EXERCISE DESCRIPTION: Exactly as they appear, retype the lines from the one containing "Look at the photo below." through the final line of the data below. Leave pictures out.

Stored data entries:

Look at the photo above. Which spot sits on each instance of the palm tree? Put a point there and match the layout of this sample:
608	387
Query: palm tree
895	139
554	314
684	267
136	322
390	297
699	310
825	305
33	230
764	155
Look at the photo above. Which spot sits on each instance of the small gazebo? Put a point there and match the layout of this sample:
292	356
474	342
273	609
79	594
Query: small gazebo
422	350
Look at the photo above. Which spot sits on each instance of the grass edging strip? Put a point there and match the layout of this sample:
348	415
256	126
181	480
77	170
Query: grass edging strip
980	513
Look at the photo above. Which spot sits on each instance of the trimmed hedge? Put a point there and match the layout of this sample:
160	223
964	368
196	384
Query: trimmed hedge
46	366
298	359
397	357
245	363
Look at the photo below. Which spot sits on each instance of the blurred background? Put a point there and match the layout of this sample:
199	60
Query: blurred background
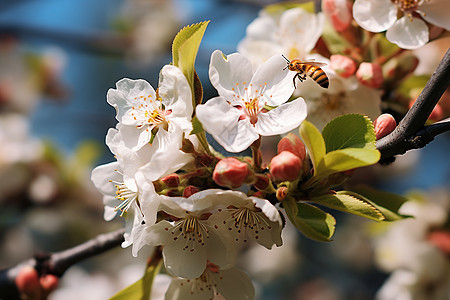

TASK RESPONSE:
Look at the photo below. Which spot sits on each instance of the blurred background? Put a point there and match the layout of this sample:
199	60
Query: blurred background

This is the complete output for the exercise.